● **Task brief**
Count the lines in the items below that contain the word "metal", matching case exactly, and reply with that number alone.

● **Provided records**

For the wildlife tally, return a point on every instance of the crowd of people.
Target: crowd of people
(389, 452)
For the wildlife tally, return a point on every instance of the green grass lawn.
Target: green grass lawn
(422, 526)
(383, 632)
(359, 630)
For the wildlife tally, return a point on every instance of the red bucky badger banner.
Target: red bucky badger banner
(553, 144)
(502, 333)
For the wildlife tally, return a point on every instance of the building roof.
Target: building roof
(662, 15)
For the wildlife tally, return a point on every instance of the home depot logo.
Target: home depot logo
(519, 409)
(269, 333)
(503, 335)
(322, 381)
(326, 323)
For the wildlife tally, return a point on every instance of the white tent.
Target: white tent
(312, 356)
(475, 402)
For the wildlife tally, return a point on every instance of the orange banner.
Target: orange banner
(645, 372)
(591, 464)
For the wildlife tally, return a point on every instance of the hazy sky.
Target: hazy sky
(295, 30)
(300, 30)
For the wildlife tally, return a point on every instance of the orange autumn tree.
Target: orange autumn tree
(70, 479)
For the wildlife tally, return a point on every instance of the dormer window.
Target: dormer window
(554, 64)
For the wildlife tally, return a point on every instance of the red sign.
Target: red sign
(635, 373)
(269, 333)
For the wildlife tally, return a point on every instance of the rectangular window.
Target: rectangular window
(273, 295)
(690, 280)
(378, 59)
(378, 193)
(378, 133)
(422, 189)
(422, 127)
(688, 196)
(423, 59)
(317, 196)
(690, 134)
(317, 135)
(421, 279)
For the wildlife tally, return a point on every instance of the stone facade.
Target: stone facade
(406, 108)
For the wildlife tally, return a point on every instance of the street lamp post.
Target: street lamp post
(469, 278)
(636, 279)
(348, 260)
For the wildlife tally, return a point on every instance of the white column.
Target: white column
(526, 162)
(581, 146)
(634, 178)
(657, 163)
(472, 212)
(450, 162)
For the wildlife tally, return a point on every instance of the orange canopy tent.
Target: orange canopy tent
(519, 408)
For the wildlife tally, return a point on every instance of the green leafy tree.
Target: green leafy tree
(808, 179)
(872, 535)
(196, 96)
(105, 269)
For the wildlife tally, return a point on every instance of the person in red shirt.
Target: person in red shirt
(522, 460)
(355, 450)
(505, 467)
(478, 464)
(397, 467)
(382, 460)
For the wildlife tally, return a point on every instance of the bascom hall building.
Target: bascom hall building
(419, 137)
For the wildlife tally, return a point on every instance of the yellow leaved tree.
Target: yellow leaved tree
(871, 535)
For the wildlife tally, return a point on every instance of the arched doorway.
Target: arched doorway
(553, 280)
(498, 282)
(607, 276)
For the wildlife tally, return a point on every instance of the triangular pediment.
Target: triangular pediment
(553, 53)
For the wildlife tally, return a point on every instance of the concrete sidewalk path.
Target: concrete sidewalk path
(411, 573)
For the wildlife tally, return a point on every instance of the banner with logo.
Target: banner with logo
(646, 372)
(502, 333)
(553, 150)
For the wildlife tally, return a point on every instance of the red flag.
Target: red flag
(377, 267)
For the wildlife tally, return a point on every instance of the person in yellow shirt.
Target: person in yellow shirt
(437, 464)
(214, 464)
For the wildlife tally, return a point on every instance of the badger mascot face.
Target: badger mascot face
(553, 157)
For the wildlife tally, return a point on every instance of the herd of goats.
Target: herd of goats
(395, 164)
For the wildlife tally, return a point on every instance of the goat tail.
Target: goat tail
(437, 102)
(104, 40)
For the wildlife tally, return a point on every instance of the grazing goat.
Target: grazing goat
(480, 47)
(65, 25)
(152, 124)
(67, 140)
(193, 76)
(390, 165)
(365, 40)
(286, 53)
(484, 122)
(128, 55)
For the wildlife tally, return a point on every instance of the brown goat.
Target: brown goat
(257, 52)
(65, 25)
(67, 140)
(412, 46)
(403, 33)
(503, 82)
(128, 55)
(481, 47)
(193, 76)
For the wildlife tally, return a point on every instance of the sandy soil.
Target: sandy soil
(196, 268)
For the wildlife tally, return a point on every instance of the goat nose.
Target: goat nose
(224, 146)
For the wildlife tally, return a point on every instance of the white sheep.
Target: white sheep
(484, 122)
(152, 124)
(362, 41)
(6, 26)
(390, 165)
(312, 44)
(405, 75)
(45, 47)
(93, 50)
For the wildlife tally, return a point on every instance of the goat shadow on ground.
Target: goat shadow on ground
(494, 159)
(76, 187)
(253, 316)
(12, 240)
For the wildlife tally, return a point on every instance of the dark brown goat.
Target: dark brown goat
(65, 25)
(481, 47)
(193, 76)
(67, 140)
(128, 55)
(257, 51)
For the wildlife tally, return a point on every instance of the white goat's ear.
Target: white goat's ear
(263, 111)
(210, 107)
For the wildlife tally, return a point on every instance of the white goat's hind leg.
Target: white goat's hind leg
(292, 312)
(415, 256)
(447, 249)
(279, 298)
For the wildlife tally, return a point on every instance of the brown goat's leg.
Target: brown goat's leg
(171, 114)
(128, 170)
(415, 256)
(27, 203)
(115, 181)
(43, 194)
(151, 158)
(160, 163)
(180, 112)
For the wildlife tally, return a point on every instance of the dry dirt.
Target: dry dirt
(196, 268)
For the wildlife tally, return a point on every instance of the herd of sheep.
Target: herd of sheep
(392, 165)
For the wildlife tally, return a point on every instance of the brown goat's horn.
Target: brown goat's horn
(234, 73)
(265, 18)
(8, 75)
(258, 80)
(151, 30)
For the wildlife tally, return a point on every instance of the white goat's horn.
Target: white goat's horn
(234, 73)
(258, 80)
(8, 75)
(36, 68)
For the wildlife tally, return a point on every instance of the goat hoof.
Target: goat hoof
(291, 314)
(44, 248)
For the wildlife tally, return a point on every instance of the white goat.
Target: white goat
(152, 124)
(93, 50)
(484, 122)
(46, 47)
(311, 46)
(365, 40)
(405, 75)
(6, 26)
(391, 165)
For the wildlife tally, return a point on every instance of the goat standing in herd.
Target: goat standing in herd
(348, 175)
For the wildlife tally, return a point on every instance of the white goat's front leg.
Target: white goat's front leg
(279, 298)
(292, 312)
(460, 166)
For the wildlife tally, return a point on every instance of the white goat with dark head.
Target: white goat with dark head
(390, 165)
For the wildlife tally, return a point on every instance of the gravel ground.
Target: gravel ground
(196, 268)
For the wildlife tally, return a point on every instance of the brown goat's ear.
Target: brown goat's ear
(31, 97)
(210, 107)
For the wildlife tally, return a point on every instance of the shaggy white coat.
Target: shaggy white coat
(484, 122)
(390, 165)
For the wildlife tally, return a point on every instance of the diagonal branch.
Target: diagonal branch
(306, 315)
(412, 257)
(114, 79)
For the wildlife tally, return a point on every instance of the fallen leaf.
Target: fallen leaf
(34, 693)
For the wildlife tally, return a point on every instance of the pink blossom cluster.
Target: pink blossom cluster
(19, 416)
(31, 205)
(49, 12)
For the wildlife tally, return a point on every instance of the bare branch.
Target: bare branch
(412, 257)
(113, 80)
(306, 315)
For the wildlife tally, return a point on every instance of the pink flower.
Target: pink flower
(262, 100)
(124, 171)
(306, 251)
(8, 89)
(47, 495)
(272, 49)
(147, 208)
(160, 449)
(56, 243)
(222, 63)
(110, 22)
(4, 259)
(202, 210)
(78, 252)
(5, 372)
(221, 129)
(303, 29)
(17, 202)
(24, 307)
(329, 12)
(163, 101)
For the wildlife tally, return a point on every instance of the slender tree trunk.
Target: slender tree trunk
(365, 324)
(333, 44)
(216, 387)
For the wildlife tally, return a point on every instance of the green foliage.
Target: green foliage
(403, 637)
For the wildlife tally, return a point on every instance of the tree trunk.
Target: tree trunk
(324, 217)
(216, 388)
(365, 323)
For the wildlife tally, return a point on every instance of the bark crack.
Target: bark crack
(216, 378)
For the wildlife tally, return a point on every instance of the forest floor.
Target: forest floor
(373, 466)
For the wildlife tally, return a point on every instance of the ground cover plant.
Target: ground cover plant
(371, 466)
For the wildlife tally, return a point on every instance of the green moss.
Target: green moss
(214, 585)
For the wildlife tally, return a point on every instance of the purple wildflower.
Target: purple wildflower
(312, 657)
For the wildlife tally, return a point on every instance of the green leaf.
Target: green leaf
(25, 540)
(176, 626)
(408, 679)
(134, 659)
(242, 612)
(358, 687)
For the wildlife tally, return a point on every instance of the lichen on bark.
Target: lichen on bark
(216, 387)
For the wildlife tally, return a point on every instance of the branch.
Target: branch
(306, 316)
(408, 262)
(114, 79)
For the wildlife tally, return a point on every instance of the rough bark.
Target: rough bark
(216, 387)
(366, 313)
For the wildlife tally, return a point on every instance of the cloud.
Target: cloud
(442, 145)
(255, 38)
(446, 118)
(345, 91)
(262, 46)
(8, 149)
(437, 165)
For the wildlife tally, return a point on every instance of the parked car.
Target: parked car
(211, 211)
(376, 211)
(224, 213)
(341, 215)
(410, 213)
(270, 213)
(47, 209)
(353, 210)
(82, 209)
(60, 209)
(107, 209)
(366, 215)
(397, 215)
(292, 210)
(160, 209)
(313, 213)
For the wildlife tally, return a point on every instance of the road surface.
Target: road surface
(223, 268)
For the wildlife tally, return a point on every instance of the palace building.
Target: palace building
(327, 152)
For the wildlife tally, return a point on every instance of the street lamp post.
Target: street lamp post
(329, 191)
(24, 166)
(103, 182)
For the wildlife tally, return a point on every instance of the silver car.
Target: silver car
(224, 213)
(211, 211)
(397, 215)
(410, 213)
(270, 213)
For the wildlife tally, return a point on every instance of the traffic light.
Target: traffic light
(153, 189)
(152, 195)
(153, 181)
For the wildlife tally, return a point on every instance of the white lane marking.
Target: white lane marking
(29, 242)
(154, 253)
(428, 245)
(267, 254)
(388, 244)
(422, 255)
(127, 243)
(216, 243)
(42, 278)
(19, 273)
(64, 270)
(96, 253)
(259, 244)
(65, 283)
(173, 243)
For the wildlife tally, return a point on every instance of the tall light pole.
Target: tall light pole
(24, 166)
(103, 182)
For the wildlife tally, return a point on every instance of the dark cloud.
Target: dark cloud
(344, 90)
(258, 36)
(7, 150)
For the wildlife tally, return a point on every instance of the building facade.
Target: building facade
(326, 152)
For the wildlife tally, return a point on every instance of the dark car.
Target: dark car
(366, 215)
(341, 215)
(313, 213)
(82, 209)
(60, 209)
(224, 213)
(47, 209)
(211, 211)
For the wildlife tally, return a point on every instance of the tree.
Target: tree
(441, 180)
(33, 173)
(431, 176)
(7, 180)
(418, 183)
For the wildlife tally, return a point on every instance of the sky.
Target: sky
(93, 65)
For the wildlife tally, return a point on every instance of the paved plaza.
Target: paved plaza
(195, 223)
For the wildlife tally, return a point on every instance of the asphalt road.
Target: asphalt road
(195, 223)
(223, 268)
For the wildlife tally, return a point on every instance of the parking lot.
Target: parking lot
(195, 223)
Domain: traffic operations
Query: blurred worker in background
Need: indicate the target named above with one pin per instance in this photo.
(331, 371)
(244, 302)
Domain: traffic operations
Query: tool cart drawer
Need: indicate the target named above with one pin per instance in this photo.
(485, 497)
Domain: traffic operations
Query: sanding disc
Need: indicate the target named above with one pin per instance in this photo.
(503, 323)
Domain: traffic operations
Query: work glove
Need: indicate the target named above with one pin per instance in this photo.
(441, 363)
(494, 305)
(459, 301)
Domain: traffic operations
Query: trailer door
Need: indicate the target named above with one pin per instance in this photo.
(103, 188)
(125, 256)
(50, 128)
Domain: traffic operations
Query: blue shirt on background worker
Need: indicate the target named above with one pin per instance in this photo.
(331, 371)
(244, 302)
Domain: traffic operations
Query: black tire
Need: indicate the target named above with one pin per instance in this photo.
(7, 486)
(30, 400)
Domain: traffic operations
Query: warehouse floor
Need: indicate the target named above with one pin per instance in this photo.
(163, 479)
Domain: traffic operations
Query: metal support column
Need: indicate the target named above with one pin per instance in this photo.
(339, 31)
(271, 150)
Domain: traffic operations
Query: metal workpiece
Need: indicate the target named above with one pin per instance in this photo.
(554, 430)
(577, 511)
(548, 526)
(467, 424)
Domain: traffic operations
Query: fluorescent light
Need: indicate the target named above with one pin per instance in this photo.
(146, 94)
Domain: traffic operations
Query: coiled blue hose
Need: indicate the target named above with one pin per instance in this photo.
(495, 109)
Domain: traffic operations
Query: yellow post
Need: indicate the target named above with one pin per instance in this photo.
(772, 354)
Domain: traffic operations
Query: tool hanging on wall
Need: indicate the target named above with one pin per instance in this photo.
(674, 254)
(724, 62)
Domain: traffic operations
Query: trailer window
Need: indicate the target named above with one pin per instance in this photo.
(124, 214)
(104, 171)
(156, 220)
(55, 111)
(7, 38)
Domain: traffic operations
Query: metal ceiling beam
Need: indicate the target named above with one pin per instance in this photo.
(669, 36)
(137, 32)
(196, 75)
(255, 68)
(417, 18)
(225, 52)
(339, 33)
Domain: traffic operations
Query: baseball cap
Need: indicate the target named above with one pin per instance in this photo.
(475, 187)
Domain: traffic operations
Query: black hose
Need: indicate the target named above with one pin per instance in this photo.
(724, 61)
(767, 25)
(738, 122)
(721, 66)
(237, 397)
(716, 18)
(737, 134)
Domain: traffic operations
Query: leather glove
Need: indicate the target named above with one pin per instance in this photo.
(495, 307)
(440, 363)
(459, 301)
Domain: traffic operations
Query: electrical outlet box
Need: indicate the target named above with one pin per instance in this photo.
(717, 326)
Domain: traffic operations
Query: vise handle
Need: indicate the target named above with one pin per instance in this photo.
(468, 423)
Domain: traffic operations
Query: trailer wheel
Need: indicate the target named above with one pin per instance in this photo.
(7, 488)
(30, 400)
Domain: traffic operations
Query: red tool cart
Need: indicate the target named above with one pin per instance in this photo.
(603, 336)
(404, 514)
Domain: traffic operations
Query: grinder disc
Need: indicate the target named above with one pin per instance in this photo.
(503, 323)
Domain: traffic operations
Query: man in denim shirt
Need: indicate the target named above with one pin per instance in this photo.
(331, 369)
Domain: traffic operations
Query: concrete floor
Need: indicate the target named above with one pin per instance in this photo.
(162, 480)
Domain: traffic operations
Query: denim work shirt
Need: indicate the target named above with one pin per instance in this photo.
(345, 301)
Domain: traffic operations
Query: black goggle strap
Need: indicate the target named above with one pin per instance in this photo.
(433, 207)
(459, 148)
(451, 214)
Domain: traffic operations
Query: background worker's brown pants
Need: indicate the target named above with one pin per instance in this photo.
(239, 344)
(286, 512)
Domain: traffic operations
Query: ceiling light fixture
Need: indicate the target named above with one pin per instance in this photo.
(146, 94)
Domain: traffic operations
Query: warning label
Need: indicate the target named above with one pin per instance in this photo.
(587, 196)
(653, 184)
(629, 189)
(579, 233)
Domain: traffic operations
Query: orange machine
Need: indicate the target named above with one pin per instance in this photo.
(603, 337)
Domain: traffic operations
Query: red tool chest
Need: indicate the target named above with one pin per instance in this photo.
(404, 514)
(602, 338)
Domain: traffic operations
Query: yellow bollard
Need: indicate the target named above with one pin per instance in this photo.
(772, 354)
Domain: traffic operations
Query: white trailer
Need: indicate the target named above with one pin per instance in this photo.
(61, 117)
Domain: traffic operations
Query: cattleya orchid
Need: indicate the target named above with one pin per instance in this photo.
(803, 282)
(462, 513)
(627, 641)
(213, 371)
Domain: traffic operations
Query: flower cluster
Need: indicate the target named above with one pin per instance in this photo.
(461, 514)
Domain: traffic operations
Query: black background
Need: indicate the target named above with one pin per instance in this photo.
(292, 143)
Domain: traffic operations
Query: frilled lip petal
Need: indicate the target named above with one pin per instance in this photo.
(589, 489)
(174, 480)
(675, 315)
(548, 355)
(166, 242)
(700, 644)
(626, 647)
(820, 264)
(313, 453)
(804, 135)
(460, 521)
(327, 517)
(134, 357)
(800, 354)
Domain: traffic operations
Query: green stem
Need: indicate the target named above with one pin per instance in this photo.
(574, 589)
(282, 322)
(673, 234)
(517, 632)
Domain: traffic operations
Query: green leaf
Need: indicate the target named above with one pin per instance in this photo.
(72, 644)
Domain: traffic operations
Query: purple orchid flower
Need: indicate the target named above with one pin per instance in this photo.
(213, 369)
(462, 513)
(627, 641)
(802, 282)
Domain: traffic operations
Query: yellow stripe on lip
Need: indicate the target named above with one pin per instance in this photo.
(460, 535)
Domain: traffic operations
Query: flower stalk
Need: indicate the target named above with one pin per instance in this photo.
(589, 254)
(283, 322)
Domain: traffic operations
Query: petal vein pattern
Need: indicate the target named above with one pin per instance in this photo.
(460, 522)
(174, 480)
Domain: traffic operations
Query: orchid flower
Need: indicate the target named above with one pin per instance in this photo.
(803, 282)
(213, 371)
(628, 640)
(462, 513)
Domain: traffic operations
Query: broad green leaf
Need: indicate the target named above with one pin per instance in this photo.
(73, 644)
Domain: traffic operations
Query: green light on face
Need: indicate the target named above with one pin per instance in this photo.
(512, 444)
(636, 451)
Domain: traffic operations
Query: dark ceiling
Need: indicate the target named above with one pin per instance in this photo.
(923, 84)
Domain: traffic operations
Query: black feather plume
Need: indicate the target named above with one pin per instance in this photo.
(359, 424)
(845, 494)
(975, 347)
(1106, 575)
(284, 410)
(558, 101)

● **The output**
3